• Set exercise A: Reproduce the Lab 7 text between "- read in the" and "Code (10 marks)", inclusive.
• Set exercise B: Say whether each statement agrees with the Lab 7 text, answering yes or no and quoting the deciding words: (i) the random forest model is to use 150 decision trees; (ii) missing values are to be filled with the column mean; (iii) the data is read from a file named veh18_missing.csv.
• Set exercise C: Carry the Lab 7 text forward from its final line.

• Text block:

══════════════════════════════

## DAB200 -- Lab 7

In this lab, you will gain some experience in dealing with missing data and further practice converting non-numeric features in a dataset to numeric.

**Target**: to predict `Comb Unadj FE - Conventional Fuel`

**Data set**: will be assigned by the instructor in class

### Part 0

Please provide the following information by editing this cell:
 - Name:  Jalpa Tank
 - Student Number: 0804303

### Part 1 - Create and evaluate an initial model

In this part you should: 
 
 - read in the data
 - isolate all numeric features from original data set
 - fill in any missing values with 0
 - create and evaluate an initial model 
 - use 150 decision trees in your random forest model

#### Code (10 marks)

**Code for reading data:**

In [1]:
import pandas as pd
import numpy as np
from sklearn.ensemble import RandomForestRegressor
from rfpimp import * 
from pandas.api.types import is_categorical_dtype

data_string = 'veh18_missing.csv'
df = pd.read_csv('veh18_missing.csv')

══════════════════════════════

Excerpts of pointing data:
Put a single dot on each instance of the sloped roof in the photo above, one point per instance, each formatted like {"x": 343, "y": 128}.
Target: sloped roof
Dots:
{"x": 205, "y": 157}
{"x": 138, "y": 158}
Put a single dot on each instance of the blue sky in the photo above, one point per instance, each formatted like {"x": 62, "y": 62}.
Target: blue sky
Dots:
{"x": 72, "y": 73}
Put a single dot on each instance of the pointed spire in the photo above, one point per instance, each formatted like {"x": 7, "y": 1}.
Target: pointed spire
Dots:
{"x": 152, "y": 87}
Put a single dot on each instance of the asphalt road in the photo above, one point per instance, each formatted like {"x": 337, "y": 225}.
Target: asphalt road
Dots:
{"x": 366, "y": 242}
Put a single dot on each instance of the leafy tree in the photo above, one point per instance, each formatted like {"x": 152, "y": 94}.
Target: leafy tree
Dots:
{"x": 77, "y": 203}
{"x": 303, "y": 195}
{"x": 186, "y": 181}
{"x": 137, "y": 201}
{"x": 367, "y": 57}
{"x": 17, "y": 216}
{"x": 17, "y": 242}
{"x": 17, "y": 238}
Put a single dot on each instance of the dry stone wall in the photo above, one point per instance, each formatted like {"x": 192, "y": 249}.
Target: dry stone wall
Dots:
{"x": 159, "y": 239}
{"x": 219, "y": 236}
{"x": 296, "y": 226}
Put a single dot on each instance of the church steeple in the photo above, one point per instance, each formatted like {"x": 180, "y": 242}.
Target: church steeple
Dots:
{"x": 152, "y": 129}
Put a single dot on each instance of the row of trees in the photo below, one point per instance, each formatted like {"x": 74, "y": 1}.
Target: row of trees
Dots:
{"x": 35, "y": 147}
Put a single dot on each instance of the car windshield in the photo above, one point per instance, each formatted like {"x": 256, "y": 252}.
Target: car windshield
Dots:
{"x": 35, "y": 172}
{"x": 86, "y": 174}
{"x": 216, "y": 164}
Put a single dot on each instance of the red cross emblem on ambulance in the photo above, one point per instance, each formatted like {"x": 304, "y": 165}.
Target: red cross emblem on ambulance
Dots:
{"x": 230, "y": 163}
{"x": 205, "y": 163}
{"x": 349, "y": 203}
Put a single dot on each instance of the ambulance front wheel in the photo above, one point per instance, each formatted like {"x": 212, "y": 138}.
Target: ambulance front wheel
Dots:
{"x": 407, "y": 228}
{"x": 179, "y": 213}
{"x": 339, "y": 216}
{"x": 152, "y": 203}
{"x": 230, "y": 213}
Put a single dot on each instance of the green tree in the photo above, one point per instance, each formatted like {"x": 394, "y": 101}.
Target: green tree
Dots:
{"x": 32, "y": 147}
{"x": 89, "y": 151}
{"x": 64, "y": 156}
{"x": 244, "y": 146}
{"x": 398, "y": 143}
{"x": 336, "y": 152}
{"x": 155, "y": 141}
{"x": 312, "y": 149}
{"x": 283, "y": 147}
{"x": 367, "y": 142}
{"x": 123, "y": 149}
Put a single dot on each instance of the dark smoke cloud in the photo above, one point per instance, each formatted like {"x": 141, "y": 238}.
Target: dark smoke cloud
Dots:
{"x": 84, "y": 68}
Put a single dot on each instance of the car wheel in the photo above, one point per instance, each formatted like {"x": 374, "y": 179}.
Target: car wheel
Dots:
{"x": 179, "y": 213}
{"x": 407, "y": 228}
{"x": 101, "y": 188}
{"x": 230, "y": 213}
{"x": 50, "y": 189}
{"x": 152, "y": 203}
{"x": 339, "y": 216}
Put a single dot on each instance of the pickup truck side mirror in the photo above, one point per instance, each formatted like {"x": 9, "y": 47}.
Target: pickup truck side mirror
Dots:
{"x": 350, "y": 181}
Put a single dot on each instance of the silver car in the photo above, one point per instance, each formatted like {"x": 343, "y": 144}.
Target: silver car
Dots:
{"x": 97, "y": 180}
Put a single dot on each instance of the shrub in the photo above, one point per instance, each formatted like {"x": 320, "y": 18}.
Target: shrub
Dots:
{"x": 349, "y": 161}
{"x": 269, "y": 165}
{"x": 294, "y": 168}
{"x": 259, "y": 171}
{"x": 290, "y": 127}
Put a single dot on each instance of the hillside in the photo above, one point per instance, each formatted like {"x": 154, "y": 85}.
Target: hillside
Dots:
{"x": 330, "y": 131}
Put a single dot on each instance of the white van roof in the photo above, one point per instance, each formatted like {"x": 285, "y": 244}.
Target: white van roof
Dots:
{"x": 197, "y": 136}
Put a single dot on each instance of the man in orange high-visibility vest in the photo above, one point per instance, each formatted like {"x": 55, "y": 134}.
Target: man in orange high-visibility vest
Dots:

══════════════════════════════

• Right answer A:
- read in the data
 - isolate all numeric features from original data set
 - fill in any missing values with 0
 - create and evaluate an initial model 
 - use 150 decision trees in your random forest model

#### Code (10 marks)

• Right answer B:
(i) Yes: "use 150 decision trees in your random forest model"
(ii) No: "fill in any missing values with 0"
(iii) Yes: "df = pd.read_csv('veh18_missing.csv')"

• Right answer C:
df.head().T

Unnamed: 0,0,1,2,3,4
Eng Displ,,6.2,2.0,2.0,
# Cyl,6,8,4,4,8
Comb Unadj FE - Conventional Fuel,26.21,21.8108,35.6914,36.7994,18.9885
# Gears,6,8,8,7,6
Max Ethanol % - Gasoline,15.0,10.0,10.0,10.0,15.0
Intake Valves Per Cyl,2,1,2,2,2
Exhaust Valves Per Cyl,2,1,2,2,2
Fuel Metering Sys Desc,Multipoint/sequential fuel injection,Spark Ignition Direct Injection,unknown,unknown,Multipoint/sequential fuel injection
Air Aspiration Method Desc,Naturally Aspirated,Naturally Aspirated,Turbocharged,Turbocharged,Naturally Aspirated
Trans Desc,XXXXX,XXXXX,Semi-Automatic,Automated Manual,XXXXX


**Code for exploring data:**

In [2]:
numfeatures = df[['Eng Displ','# Cyl','# Gears','Max Ethanol % - Gasoline','Intake Valves Per Cyl','Exhaust Valves Per Cyl','Comb Unadj FE - Conventional Fuel']]
numfeatures.isnull().sum()
numfeatures = numfeatures.fillna(0)
numfeatures.isnull().sum()

Eng Displ                            0
# Cyl                                0
# Gears                              0
Max Ethanol % - Gasoline             0
Intake Valves Per Cyl                0
Exhaust Valves Per Cyl               0
Comb Unadj FE - Conventional Fuel    0
dtype: int64

#### Create and evaluate an initial model after isolating numeric features:
Put all your code inside the following function definition.  

Your solution must return:

- **first item:** Mean OOB score of 10 runs
- **second item:** The last (i.e., the 10th) random forest regressor object (fitted)
- **third item:** Feature array
- **fourth item:** Target array

In [3]:
def estimate_mean_oob_score_baseline():
    ### BEGIN SOLUTION
    numfeatures = df[['Eng Displ','# Cyl','# Gears','Max Ethanol % - Gasoline','Intake Valves Per Cyl','Exhaust Valves Per Cyl','Comb Unadj FE - Conventional Fuel']]
    numfeatures = numfeatures.fillna(0)
    X = numfeatures.drop('Comb Unadj FE - Conventional Fuel',axis=1)
    y = df['Comb Unadj FE - Conventional Fuel']
    
    oob_scores = []
    
    for i in range(10):
        rf = RandomForestRegressor(n_estimators=150, n_jobs=-1, oob_score=True)
        rf.fit(X, y)
        oob_scores.append(rf.oob_score_)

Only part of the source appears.